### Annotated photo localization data
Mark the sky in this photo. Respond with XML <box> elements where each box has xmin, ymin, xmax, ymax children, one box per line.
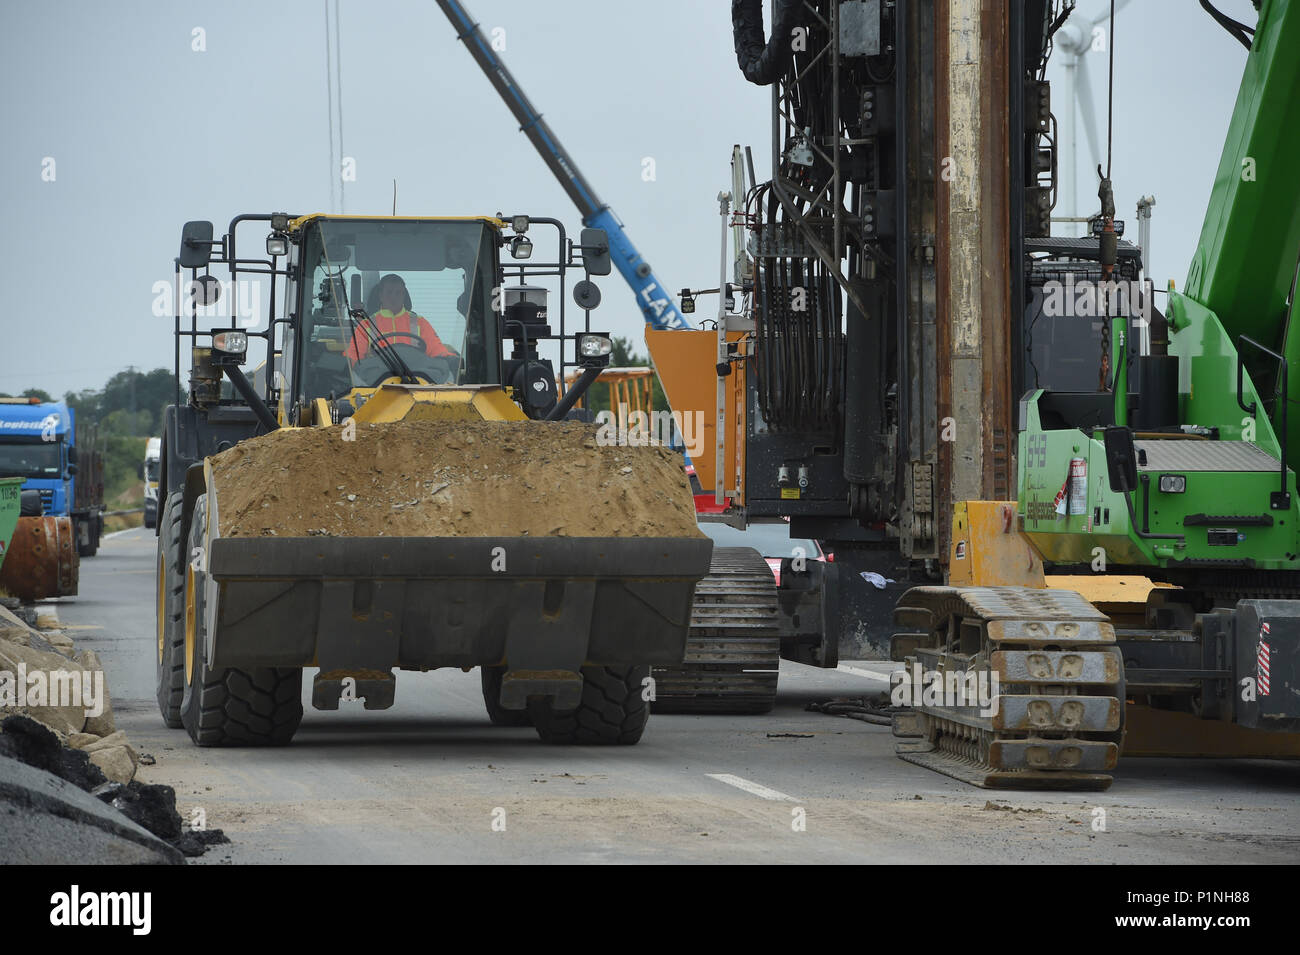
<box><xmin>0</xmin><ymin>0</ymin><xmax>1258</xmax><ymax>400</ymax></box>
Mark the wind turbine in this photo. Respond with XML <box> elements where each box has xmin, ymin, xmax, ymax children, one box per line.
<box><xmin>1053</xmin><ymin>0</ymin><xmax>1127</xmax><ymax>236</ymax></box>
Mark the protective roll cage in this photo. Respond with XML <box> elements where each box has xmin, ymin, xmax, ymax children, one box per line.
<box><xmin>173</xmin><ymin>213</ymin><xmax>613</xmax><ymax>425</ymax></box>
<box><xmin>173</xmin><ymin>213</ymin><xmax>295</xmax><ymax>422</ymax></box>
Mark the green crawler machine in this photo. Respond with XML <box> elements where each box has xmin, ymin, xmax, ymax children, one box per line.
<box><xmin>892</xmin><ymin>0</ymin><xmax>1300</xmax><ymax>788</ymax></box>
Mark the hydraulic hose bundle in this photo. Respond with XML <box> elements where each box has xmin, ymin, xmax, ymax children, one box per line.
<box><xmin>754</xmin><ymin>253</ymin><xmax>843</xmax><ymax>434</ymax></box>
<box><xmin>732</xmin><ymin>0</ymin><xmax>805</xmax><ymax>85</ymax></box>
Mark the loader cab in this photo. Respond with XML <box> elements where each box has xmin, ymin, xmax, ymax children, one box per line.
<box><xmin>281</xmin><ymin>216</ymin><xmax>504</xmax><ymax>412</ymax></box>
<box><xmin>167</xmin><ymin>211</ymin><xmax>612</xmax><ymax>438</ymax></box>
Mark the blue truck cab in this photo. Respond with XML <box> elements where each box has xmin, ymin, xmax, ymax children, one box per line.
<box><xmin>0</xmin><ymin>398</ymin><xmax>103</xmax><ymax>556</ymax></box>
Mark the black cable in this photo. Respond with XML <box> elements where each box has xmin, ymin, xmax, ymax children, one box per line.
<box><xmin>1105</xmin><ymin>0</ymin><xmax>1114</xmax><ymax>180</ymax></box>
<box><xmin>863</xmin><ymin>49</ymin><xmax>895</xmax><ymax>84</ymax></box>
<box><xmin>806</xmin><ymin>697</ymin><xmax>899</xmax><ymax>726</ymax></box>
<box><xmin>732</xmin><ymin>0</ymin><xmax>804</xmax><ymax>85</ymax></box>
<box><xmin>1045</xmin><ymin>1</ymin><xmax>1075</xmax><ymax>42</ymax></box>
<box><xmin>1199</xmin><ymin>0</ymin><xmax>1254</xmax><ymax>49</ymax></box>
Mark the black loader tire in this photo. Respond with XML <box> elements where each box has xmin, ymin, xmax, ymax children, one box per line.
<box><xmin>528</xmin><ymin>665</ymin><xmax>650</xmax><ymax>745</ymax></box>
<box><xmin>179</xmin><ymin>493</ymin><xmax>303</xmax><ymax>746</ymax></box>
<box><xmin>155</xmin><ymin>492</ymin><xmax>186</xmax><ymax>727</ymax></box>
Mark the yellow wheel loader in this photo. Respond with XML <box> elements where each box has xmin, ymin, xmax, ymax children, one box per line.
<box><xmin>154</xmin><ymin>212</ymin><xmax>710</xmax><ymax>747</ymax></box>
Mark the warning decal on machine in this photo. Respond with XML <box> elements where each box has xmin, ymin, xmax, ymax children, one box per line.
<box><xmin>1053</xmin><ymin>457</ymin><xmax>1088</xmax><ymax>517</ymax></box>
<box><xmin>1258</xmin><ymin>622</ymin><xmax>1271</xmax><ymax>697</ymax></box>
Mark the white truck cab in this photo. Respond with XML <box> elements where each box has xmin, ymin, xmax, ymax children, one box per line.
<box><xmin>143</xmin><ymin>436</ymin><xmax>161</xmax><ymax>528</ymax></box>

### ACTION ITEM
Reproduce all entries exactly. Pictures do not belong in the copy.

### YOUR RESPONSE
Mark the sky in this photo. Respond with XML <box> elements where each box has xmin, ymin, xmax, ymax children, one box per line.
<box><xmin>0</xmin><ymin>0</ymin><xmax>1258</xmax><ymax>400</ymax></box>
Mark the wind turbine in this photo. Respond with XML <box> elements where each box has xmin, ymin, xmax, ymax children, one box per line.
<box><xmin>1053</xmin><ymin>0</ymin><xmax>1127</xmax><ymax>236</ymax></box>
Mark the protective roll cage in this photo. Respond with XML <box> elements where each box has xmin, ymin, xmax, ymax children, one box per line.
<box><xmin>173</xmin><ymin>213</ymin><xmax>613</xmax><ymax>425</ymax></box>
<box><xmin>173</xmin><ymin>213</ymin><xmax>295</xmax><ymax>422</ymax></box>
Mark the green crawler machine in this photo. Respond with XML <box> elements where each box has xmin, ymin, xmax, ymax children, one box per line.
<box><xmin>892</xmin><ymin>0</ymin><xmax>1300</xmax><ymax>788</ymax></box>
Mark the hydraulic hose bundle in this photo. Respond with XML <box> elements where each box has xmin, ymin, xmax, ymax children, one box per line.
<box><xmin>754</xmin><ymin>253</ymin><xmax>843</xmax><ymax>434</ymax></box>
<box><xmin>732</xmin><ymin>0</ymin><xmax>805</xmax><ymax>85</ymax></box>
Mark the loader cab in this photo. Respond with XML <box> elements where each box has xmin, ymin, xmax, ymax children, one box per line.
<box><xmin>281</xmin><ymin>216</ymin><xmax>504</xmax><ymax>412</ymax></box>
<box><xmin>167</xmin><ymin>211</ymin><xmax>612</xmax><ymax>438</ymax></box>
Mark the blue truck cab in this photo. Respond with XML <box> elements where each box has xmin, ymin, xmax, ymax children, one box per line.
<box><xmin>0</xmin><ymin>398</ymin><xmax>103</xmax><ymax>556</ymax></box>
Mark the black cable in this photo. Respond with XML <box> elements where each box has xmin, ymin, xmax, ymax children, one box per line.
<box><xmin>1105</xmin><ymin>0</ymin><xmax>1114</xmax><ymax>180</ymax></box>
<box><xmin>863</xmin><ymin>49</ymin><xmax>895</xmax><ymax>84</ymax></box>
<box><xmin>806</xmin><ymin>697</ymin><xmax>899</xmax><ymax>726</ymax></box>
<box><xmin>732</xmin><ymin>0</ymin><xmax>804</xmax><ymax>85</ymax></box>
<box><xmin>1045</xmin><ymin>1</ymin><xmax>1075</xmax><ymax>42</ymax></box>
<box><xmin>1199</xmin><ymin>0</ymin><xmax>1254</xmax><ymax>49</ymax></box>
Mark the black loader tire in this photo. Respond with XML <box> elements where each box has xmin, ymin, xmax, ymax children, one box per line.
<box><xmin>528</xmin><ymin>665</ymin><xmax>650</xmax><ymax>745</ymax></box>
<box><xmin>179</xmin><ymin>493</ymin><xmax>303</xmax><ymax>746</ymax></box>
<box><xmin>155</xmin><ymin>492</ymin><xmax>186</xmax><ymax>727</ymax></box>
Mark the yellow wheel loader in this photo. Respond with XML <box> elements where each box has xmin, ymin, xmax, ymax children, one box per line.
<box><xmin>154</xmin><ymin>212</ymin><xmax>710</xmax><ymax>747</ymax></box>
Mark the warning decal on machine in this photo. Respond with XML <box> elements where each box has xmin, ymin, xmax, ymax children, one box per line.
<box><xmin>1053</xmin><ymin>457</ymin><xmax>1088</xmax><ymax>517</ymax></box>
<box><xmin>1258</xmin><ymin>622</ymin><xmax>1271</xmax><ymax>697</ymax></box>
Mark the white truck cab in this photo. Respond with XML <box> elements where each box has xmin, ymin, xmax, ymax children, one box per line.
<box><xmin>143</xmin><ymin>436</ymin><xmax>161</xmax><ymax>528</ymax></box>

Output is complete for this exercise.